Edit the listing below by swapping every "single line" for "one line" and leave everything else as it is. Skip the pictures in your answer.

>> Begin

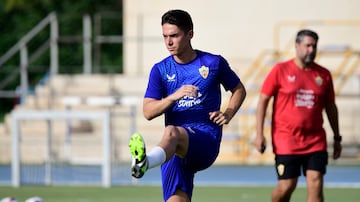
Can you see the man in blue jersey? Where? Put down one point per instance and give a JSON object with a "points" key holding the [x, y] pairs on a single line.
{"points": [[186, 88]]}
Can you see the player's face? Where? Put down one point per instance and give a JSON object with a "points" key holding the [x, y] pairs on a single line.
{"points": [[306, 50], [177, 41]]}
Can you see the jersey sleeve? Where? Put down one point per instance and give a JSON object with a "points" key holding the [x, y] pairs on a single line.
{"points": [[271, 82], [155, 87], [228, 78]]}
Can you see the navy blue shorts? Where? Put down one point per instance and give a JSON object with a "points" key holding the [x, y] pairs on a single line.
{"points": [[178, 173], [289, 166]]}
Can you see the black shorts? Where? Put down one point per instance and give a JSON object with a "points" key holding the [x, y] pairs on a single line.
{"points": [[289, 166]]}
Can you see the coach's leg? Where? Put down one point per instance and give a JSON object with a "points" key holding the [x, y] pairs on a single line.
{"points": [[284, 189], [314, 182]]}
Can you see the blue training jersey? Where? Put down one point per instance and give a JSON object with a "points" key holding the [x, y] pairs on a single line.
{"points": [[206, 71]]}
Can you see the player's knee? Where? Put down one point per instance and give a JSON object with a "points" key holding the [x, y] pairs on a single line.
{"points": [[171, 132]]}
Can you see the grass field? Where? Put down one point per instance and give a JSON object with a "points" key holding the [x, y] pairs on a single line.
{"points": [[153, 194]]}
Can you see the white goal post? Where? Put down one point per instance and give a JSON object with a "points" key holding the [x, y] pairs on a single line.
{"points": [[104, 116]]}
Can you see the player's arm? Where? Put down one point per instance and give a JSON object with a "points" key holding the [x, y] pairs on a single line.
{"points": [[238, 95], [333, 117], [260, 140], [153, 107]]}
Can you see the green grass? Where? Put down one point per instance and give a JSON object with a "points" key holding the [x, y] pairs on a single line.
{"points": [[154, 194]]}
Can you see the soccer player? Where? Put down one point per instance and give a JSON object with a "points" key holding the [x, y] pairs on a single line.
{"points": [[185, 86], [302, 89]]}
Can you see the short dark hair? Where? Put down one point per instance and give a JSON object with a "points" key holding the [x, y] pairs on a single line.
{"points": [[306, 32], [180, 18]]}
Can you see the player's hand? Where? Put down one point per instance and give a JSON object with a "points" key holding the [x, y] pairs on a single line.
{"points": [[219, 118], [260, 143], [337, 150], [185, 90]]}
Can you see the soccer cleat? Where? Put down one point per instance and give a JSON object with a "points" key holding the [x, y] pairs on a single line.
{"points": [[139, 161]]}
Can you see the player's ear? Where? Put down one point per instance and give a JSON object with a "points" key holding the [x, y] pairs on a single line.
{"points": [[190, 34]]}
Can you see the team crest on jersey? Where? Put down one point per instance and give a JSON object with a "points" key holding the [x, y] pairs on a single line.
{"points": [[319, 80], [291, 78], [170, 78], [204, 71], [281, 169]]}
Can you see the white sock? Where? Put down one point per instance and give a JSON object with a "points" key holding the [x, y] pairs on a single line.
{"points": [[156, 157]]}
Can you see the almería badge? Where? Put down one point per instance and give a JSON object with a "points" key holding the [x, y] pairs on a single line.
{"points": [[204, 71]]}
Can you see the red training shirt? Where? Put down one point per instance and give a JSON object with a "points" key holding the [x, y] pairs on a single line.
{"points": [[299, 99]]}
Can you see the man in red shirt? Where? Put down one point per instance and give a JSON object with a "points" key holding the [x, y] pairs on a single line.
{"points": [[302, 89]]}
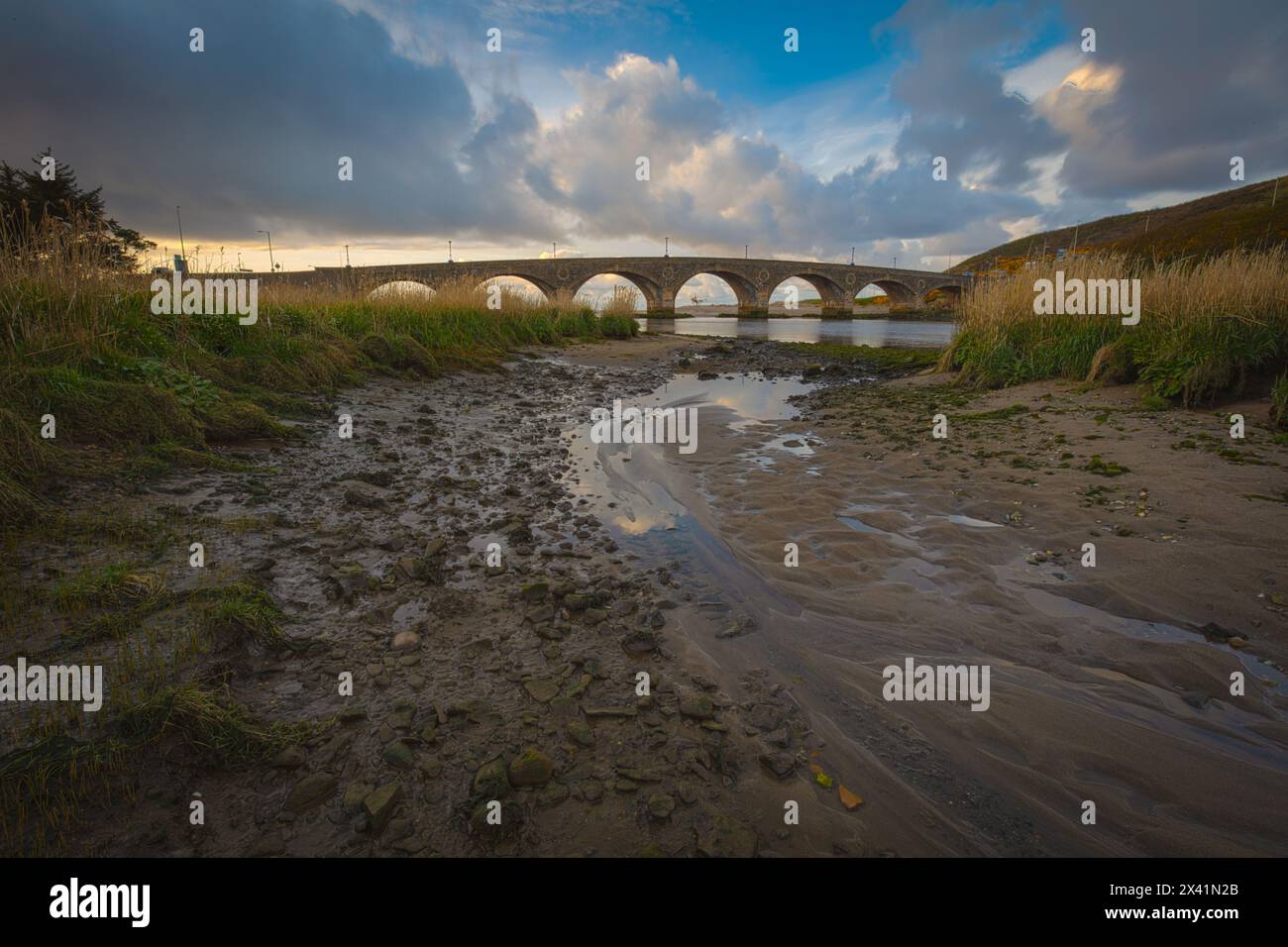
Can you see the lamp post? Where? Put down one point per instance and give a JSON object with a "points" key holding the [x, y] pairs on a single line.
{"points": [[270, 264], [181, 248]]}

>> End

• _Written solution_
Can you see the man in blue jersey? Where? Put down one point per instance and give a JSON object with a "points" key holding the [x, y] pairs on a one line.
{"points": [[186, 88]]}
Can you see the player's face? Where? Put down one point per instance and give a JSON object with a "points" key holding the [x, y] pairs on a one line.
{"points": [[306, 50], [177, 41]]}
Can you see the jersey sleeve? Where? Put down one point per instance and give a JSON object with a "points" key holding the [x, y] pairs on a one line.
{"points": [[271, 82], [155, 87], [228, 78]]}
Can you see the navy blue shorts? Where? Put down one point per instance and give a JSON object with a "points" key holding the [x, y] pairs on a one line.
{"points": [[178, 173], [289, 166]]}
Can you see the black shorts? Where? Put down one point per instance and give a JSON object with a "points" key holding the [x, y] pairs on a one line.
{"points": [[289, 166]]}
Can you see the coach's leg? Where? Put down one point per instance and give a JSON object with a "points" key holding the [x, y] pairs on a one line.
{"points": [[284, 189], [314, 182]]}
Can you see the blue training jersey? Where? Put down one point per instance and give a JSON object with a "points" key holding the [x, y] pairs on a one line.
{"points": [[206, 71]]}
Can you see the player's knee? Where? Put down one point per instance and give a JSON object with a "points" key holding the [x, y] pairs on a one line.
{"points": [[171, 132]]}
Can you see the grass field? Where? Put down one point per instance and give a JSON object with a "points" key holding the [x, y] pairs on a one line.
{"points": [[153, 194]]}
Can you see the white goal post? Where? Put down one point per instance and give a JSON object with a "points" key holding the [x, y] pairs on a one line.
{"points": [[104, 116]]}
Can you see the player's arm? Where? Put down one point per instance and give a JSON object with a "points" key holding the [x, y] pairs on a one line.
{"points": [[238, 95], [333, 117], [260, 140], [153, 107]]}
Can you see the green grass? Where? Put down one point per instance and give a JSON object with a "points" key holding the [x, y] pairs on a one line.
{"points": [[154, 194]]}
Can you see the soccer player? Where? Put down one point per instance and give a JSON object with a "points" key holding the [x, y] pairs on a one line.
{"points": [[185, 86], [302, 89]]}
Can you see the short dark hair? Where? Put down one point per instance and give a JSON object with a "points" key holding the [x, y] pairs on a one line.
{"points": [[306, 32], [180, 18]]}
Can you see the player's hand? Where? Put down one point per instance and give a JSON object with a "points" key holding the [x, y] pairs on a one line.
{"points": [[219, 118], [260, 143], [337, 150], [185, 90]]}
Can you see the soccer cleat? Where? Put down one point per instance and give a JSON object with a "points" key holding the [x, y] pairs on a one line.
{"points": [[139, 161]]}
Can you see the player's ear? Where? Put down one point per instance and give a JSON object with a "points" key holding the [x, y] pairs on a one line.
{"points": [[190, 34]]}
Can you see the team crest on jersey? Where? Put down one point per instance and give a JSON object with a "points" key holding the [x, y] pairs on a one line.
{"points": [[319, 80], [291, 78], [170, 78], [204, 71], [281, 169]]}
Can you see the white sock? Where? Put down one point per instance and give a JSON object with a "points" key holding the [x, y] pairs on a one line.
{"points": [[156, 157]]}
Can you see the almería badge? Where? Put down one point per instance and give a JSON object with a "points" key holding the [x, y] pairs on a one line.
{"points": [[204, 71]]}
Can you see the red training shirt? Where? Put down one point per instance and give a JSON object with a "points" key holding the [x, y] pairs on a one line.
{"points": [[299, 99]]}
Can you see the man in red shirt? Where? Put down one point per instance and give a JSON object with a "points" key holding the [x, y] pairs on a one line.
{"points": [[302, 89]]}
Can you see the lamp post? Where? Put down one point per instance and give a JSON object with a "points" key holding the [x, y] pairs on a one line.
{"points": [[270, 264], [181, 248]]}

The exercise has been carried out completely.